- Opening Delimiter -
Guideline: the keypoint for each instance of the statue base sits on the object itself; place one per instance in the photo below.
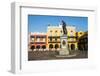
(64, 47)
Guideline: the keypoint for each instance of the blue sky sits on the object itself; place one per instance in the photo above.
(39, 23)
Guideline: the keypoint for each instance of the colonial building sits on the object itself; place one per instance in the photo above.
(83, 42)
(51, 40)
(54, 34)
(38, 41)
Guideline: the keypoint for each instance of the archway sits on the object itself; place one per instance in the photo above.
(38, 47)
(72, 47)
(56, 46)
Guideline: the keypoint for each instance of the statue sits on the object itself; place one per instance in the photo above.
(64, 28)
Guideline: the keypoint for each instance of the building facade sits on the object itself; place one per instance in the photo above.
(51, 40)
(83, 42)
(54, 34)
(38, 41)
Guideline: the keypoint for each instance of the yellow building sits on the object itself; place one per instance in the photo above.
(54, 34)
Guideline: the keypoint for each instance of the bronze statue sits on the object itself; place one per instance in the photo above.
(64, 28)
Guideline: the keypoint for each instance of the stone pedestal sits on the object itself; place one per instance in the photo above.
(64, 47)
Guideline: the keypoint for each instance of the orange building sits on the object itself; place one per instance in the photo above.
(38, 41)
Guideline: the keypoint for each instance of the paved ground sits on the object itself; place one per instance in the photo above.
(51, 55)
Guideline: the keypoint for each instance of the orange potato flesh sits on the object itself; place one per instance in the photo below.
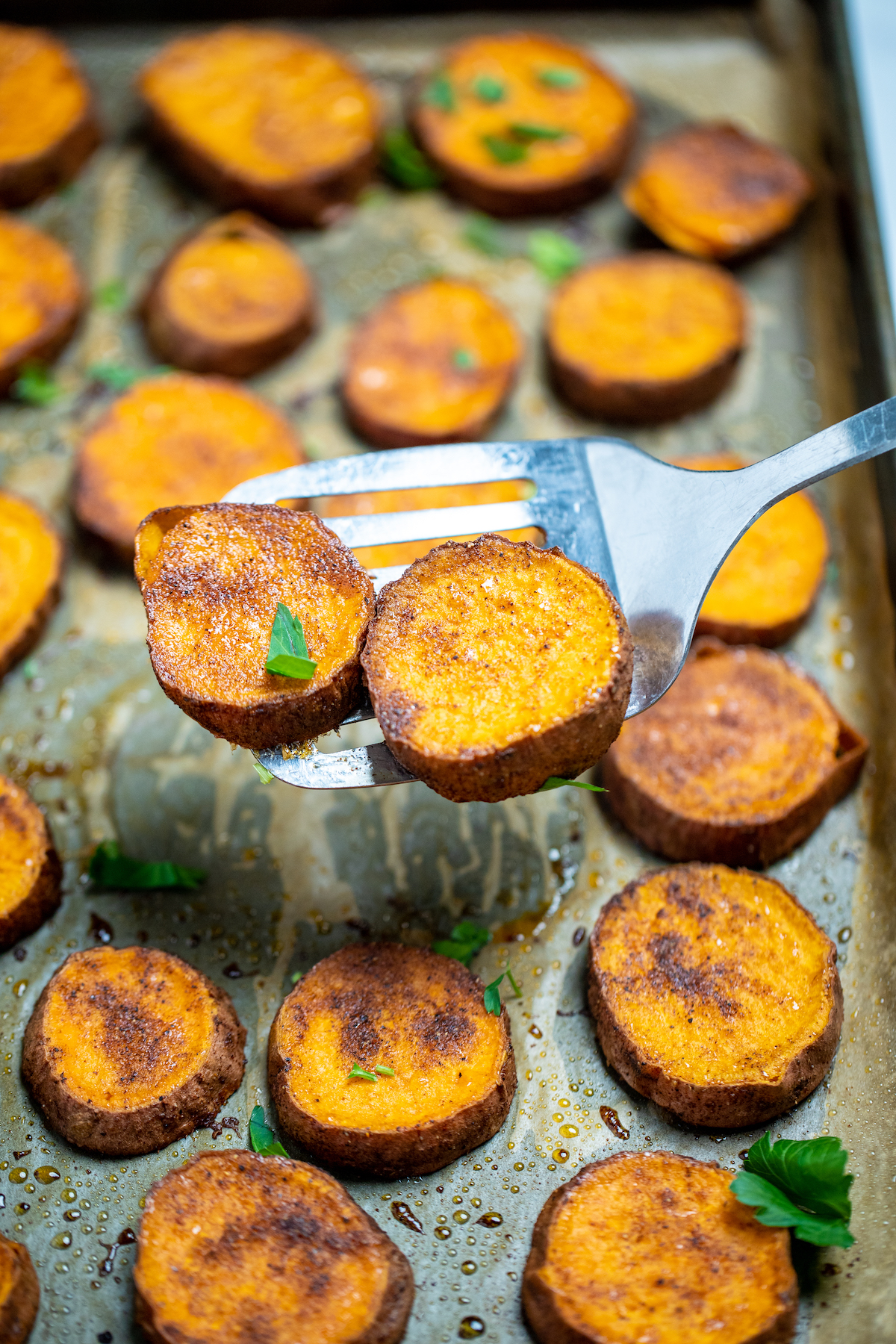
(40, 296)
(655, 1246)
(771, 577)
(405, 386)
(175, 440)
(234, 1246)
(417, 1014)
(714, 191)
(265, 105)
(718, 976)
(594, 114)
(127, 1026)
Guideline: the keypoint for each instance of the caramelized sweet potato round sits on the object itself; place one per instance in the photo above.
(432, 364)
(494, 665)
(768, 586)
(231, 299)
(173, 440)
(738, 762)
(129, 1048)
(31, 556)
(237, 1248)
(213, 578)
(30, 868)
(523, 124)
(42, 297)
(47, 117)
(265, 119)
(408, 1009)
(655, 1246)
(715, 191)
(645, 337)
(715, 994)
(19, 1292)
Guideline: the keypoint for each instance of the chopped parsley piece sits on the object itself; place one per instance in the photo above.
(287, 652)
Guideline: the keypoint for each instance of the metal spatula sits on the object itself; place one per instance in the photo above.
(657, 534)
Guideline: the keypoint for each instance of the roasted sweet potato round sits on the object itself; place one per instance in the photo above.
(645, 337)
(265, 119)
(175, 440)
(231, 299)
(738, 762)
(655, 1246)
(715, 994)
(47, 117)
(213, 578)
(768, 586)
(432, 364)
(129, 1048)
(523, 124)
(715, 191)
(31, 557)
(494, 665)
(42, 297)
(19, 1292)
(413, 1012)
(237, 1248)
(30, 868)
- Closing Delimiter -
◆ EXERCISE PROMPT ◆
Your copy should match every entry above exactly and contain no pictures.

◆ EXERCISE RESULT ◆
Guideline: the keypoint for each instance of the statue base sits on the object itself; place one per instance in the photo below.
(64, 47)
Guideline: the keypoint for each instance of the blue sky sits on the object itself; place one per instance in the photo above.
(39, 23)
Guideline: the keypoint for each instance of the colonial building sits on the object itself; place one per instance in the photo above.
(83, 42)
(51, 40)
(54, 34)
(38, 41)
Guideline: the keypoint for each instance of the archway sits on the object itself; place one per instance in the photo above.
(38, 47)
(72, 47)
(56, 46)
Guideline: the keypoint for each instance of the statue sits on the object itself; place one per instance in the photo above.
(64, 28)
Guideline: the keypoint for each instance of the building facade sits on the object itself; place one per instance in the photo above.
(51, 40)
(83, 42)
(54, 34)
(38, 41)
Guideline: the keypoint for each instance of the yellow building sits on the object itself; place one per instance in the photo above.
(54, 34)
Guideline: the keypoint for each instance of the bronze statue sits on the object itself; place one per instance in the photo above.
(64, 28)
Guideline: the keypoint for each instance of the stone pedestal sits on the object itself; place one per instance in the photo above.
(64, 47)
Guideline: the keypoint for each instance of the orange building sits on the object itself; place one per instance in the photo above.
(38, 41)
Guideline: the keypoint for each instance of the paved ground sits on the object itself; place one per instance in the photo above.
(51, 55)
Guideline: the keypoint for each instance of the orange potato flesh sits on the object itself; place one per instance in the photo below.
(40, 296)
(655, 1246)
(771, 577)
(405, 386)
(175, 440)
(234, 1246)
(417, 1014)
(714, 191)
(265, 105)
(718, 976)
(594, 114)
(127, 1026)
Guideline: the keypoint for each instance of the caramelized sweet potato round sits on the object itself; place one per instance in the photo above.
(432, 364)
(494, 665)
(768, 586)
(231, 299)
(173, 440)
(738, 762)
(129, 1048)
(31, 556)
(237, 1248)
(213, 578)
(30, 868)
(523, 124)
(42, 297)
(47, 117)
(265, 119)
(408, 1009)
(655, 1246)
(715, 191)
(645, 337)
(715, 994)
(19, 1292)
Guideline: the keypoint for each instance of the chopped parsley piece sits on the object itself; place one per instance in the photo above.
(287, 652)
Guideline: the keypoint for each instance of the metal spatula sits on the object itself; place one per instance in the photo above.
(657, 534)
Guideline: the keypoint for each instance of the roasted sweet potato round sits on the object itself; place one per instance in the photo above.
(645, 337)
(265, 119)
(175, 440)
(231, 299)
(738, 762)
(655, 1246)
(715, 994)
(47, 117)
(213, 578)
(768, 586)
(432, 364)
(129, 1048)
(523, 124)
(715, 191)
(31, 557)
(494, 665)
(42, 297)
(19, 1292)
(413, 1012)
(237, 1248)
(30, 868)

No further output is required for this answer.